Natural language region descriptions
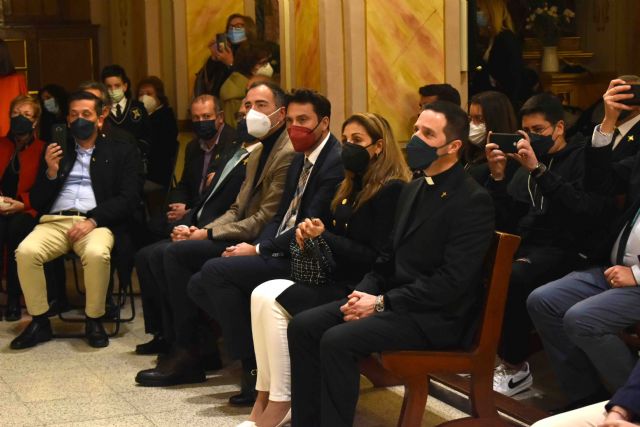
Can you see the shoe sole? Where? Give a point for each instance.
(163, 383)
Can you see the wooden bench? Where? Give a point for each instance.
(413, 368)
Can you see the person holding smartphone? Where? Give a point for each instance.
(220, 64)
(547, 205)
(20, 158)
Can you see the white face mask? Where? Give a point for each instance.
(258, 124)
(51, 106)
(116, 95)
(150, 103)
(477, 133)
(266, 70)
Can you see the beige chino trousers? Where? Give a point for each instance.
(48, 241)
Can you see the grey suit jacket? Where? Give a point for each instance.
(255, 206)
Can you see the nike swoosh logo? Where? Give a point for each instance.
(513, 384)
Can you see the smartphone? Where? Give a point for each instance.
(59, 135)
(506, 141)
(635, 90)
(221, 42)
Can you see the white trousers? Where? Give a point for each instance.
(269, 323)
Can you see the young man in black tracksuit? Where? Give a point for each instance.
(546, 204)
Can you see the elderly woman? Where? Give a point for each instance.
(20, 157)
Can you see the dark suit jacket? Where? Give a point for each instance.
(432, 269)
(225, 194)
(326, 175)
(628, 396)
(115, 178)
(188, 189)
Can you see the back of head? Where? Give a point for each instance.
(321, 105)
(547, 104)
(497, 111)
(444, 92)
(457, 127)
(6, 64)
(498, 15)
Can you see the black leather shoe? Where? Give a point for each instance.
(36, 332)
(180, 367)
(247, 395)
(13, 311)
(95, 333)
(156, 346)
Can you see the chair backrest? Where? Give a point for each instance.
(498, 269)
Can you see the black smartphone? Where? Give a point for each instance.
(506, 141)
(221, 42)
(59, 134)
(635, 90)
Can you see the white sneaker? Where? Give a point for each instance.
(509, 381)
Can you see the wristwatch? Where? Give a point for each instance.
(538, 170)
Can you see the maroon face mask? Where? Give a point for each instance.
(302, 138)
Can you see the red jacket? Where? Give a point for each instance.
(30, 160)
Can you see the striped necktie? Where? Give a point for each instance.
(289, 219)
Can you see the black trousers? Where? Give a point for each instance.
(533, 267)
(181, 260)
(325, 352)
(223, 289)
(13, 229)
(149, 266)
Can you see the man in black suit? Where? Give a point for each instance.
(255, 205)
(203, 198)
(87, 189)
(423, 289)
(224, 285)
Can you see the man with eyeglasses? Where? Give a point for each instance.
(547, 205)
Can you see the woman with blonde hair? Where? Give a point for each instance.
(328, 260)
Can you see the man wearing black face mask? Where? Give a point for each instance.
(547, 205)
(86, 192)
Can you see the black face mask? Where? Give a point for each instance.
(242, 132)
(541, 144)
(82, 129)
(355, 157)
(20, 125)
(420, 155)
(205, 129)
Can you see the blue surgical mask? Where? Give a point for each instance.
(236, 35)
(481, 19)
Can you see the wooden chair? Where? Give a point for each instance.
(412, 368)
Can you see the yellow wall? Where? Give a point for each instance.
(205, 18)
(306, 44)
(405, 50)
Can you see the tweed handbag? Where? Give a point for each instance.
(313, 264)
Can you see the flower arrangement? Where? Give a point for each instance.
(546, 21)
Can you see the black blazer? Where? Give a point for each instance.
(223, 197)
(188, 189)
(116, 180)
(326, 175)
(355, 245)
(432, 269)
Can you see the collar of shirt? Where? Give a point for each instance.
(122, 104)
(203, 144)
(316, 153)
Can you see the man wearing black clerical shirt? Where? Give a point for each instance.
(423, 287)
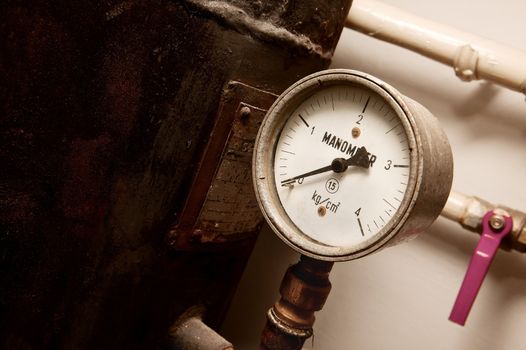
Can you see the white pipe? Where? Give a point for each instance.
(470, 56)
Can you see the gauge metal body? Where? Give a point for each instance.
(344, 165)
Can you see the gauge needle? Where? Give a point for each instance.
(338, 165)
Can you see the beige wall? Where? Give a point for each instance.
(401, 297)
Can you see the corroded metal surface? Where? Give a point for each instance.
(304, 290)
(106, 108)
(221, 205)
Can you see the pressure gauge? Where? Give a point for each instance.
(344, 165)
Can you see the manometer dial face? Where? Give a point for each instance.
(362, 149)
(339, 164)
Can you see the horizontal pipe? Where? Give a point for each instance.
(471, 57)
(469, 211)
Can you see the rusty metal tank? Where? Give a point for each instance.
(125, 139)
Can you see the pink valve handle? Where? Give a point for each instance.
(478, 266)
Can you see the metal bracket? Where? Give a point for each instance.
(221, 205)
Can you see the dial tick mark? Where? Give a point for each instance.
(299, 115)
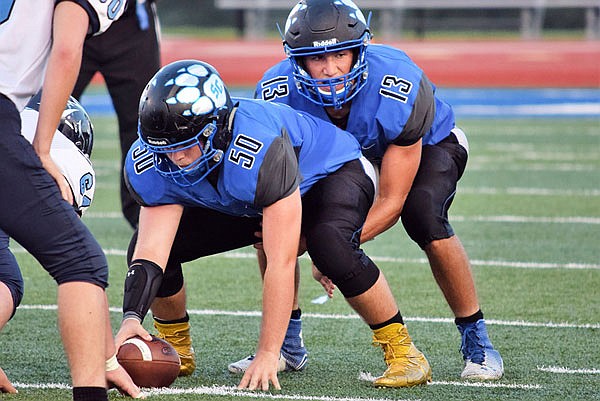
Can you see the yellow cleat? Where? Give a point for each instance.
(179, 336)
(407, 366)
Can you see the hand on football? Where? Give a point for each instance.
(119, 379)
(131, 327)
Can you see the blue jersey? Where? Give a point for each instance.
(273, 150)
(396, 106)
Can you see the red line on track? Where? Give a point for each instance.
(506, 63)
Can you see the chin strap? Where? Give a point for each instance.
(141, 286)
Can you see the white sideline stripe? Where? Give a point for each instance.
(367, 376)
(493, 263)
(488, 385)
(559, 369)
(334, 316)
(56, 386)
(225, 390)
(216, 390)
(491, 219)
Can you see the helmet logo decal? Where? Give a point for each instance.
(322, 43)
(189, 93)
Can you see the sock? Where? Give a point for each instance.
(395, 319)
(184, 319)
(89, 394)
(469, 319)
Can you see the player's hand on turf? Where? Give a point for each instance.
(5, 384)
(325, 281)
(131, 327)
(119, 379)
(261, 371)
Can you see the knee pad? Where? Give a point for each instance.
(10, 274)
(172, 280)
(423, 219)
(341, 260)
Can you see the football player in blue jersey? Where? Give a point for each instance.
(40, 43)
(386, 101)
(211, 171)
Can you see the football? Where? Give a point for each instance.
(149, 363)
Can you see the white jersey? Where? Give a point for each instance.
(26, 39)
(75, 166)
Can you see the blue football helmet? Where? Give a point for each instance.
(184, 105)
(323, 26)
(74, 123)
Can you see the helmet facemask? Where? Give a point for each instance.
(335, 26)
(184, 106)
(198, 169)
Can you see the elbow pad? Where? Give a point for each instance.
(141, 286)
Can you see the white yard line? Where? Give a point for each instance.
(218, 391)
(559, 369)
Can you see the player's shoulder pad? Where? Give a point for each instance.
(102, 13)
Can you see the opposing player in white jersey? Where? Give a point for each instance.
(71, 148)
(41, 43)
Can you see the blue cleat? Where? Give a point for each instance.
(482, 361)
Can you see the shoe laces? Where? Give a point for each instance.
(391, 345)
(472, 346)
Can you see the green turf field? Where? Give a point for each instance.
(528, 213)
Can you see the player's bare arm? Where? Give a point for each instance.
(70, 28)
(281, 233)
(398, 169)
(157, 229)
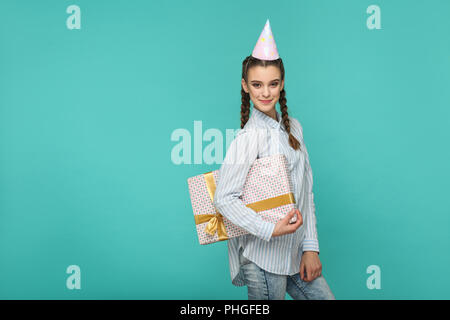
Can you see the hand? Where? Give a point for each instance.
(284, 227)
(310, 266)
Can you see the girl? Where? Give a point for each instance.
(273, 258)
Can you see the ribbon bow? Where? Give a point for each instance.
(215, 221)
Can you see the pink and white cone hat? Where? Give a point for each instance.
(265, 48)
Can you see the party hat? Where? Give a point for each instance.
(265, 48)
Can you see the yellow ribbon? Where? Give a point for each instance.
(215, 221)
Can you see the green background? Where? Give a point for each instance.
(86, 116)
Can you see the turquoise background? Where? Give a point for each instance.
(86, 116)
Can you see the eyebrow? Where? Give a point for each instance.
(253, 81)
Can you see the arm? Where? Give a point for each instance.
(241, 154)
(311, 242)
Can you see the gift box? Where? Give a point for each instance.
(267, 190)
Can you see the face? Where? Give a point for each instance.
(264, 86)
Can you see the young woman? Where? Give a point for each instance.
(273, 258)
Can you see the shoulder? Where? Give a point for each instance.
(296, 127)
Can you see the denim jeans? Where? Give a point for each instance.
(264, 285)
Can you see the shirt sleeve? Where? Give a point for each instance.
(241, 154)
(311, 241)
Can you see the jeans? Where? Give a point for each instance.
(264, 285)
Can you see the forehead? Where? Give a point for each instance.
(264, 74)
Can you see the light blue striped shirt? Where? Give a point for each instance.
(262, 136)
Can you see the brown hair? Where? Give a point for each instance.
(249, 62)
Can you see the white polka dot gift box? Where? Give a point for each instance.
(267, 190)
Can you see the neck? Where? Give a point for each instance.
(271, 113)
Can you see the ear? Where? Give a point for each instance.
(244, 85)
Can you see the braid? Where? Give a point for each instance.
(245, 107)
(284, 116)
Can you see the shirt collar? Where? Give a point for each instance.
(261, 116)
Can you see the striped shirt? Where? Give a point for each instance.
(263, 136)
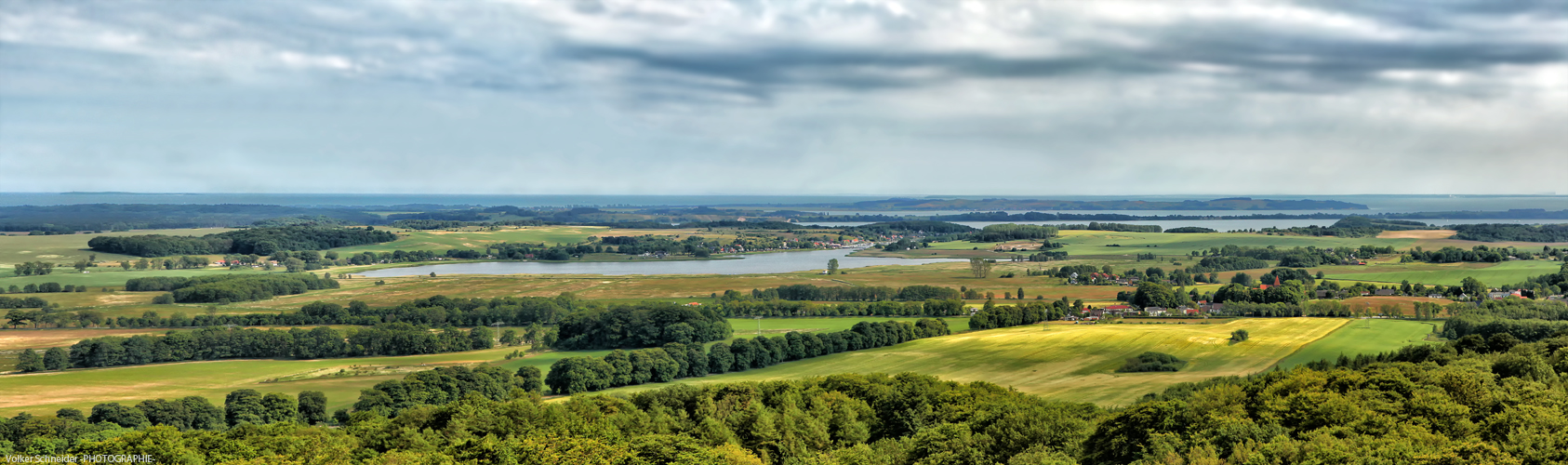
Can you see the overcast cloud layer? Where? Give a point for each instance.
(779, 98)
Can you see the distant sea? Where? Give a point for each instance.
(1377, 204)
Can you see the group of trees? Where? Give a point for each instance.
(214, 343)
(22, 302)
(33, 268)
(789, 309)
(254, 240)
(444, 385)
(1474, 400)
(43, 286)
(854, 293)
(674, 361)
(231, 286)
(644, 325)
(1512, 232)
(1112, 227)
(993, 316)
(1013, 232)
(1474, 254)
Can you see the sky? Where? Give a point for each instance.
(786, 98)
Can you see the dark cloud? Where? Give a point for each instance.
(870, 96)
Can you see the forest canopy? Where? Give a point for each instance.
(256, 240)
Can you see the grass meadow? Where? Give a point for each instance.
(1067, 362)
(1362, 337)
(1446, 272)
(71, 247)
(82, 389)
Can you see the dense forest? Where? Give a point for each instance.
(254, 240)
(674, 361)
(854, 293)
(644, 325)
(1512, 232)
(1449, 403)
(215, 343)
(231, 286)
(1013, 232)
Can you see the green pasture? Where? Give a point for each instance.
(441, 240)
(1446, 272)
(747, 327)
(1362, 337)
(1096, 242)
(1065, 362)
(70, 247)
(112, 276)
(82, 389)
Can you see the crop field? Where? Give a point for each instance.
(1446, 272)
(104, 276)
(82, 389)
(1407, 306)
(1096, 242)
(1362, 337)
(747, 327)
(687, 286)
(1069, 362)
(73, 247)
(477, 238)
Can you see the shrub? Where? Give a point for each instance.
(1153, 362)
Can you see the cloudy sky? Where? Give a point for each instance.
(783, 98)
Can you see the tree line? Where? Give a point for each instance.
(254, 240)
(1512, 232)
(1465, 401)
(215, 343)
(229, 286)
(644, 325)
(674, 361)
(850, 293)
(793, 309)
(993, 316)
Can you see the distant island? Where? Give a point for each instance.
(1033, 204)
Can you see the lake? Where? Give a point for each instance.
(761, 263)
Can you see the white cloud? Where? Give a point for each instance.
(809, 96)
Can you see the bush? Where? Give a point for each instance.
(1153, 362)
(1238, 336)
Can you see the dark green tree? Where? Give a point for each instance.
(29, 362)
(312, 407)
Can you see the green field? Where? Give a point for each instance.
(1067, 361)
(104, 276)
(1362, 337)
(747, 327)
(82, 389)
(477, 238)
(71, 247)
(1449, 272)
(1095, 242)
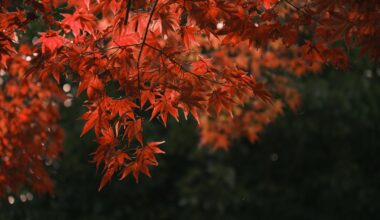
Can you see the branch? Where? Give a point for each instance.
(128, 10)
(143, 43)
(181, 66)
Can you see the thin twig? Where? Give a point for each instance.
(143, 43)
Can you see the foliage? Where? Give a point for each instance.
(319, 162)
(140, 60)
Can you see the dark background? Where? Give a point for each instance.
(320, 162)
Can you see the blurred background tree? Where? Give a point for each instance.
(319, 162)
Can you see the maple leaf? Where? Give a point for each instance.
(145, 157)
(80, 20)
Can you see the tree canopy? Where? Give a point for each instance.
(135, 62)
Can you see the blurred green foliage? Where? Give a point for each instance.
(320, 162)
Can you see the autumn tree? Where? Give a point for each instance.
(138, 61)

_Task requirements_
The reply must hold exactly the lines from the one containing "Can you see the tree canopy?" to the last line of the entries, and nothing more.

_The completed task_
Can you see the tree canopy? Where? Give a point for each instance.
(135, 62)
Can you see the blurred green foliage? Where? Give a point for each instance.
(320, 162)
Can you see the autumn tree? Where? Give a point for each instance.
(138, 61)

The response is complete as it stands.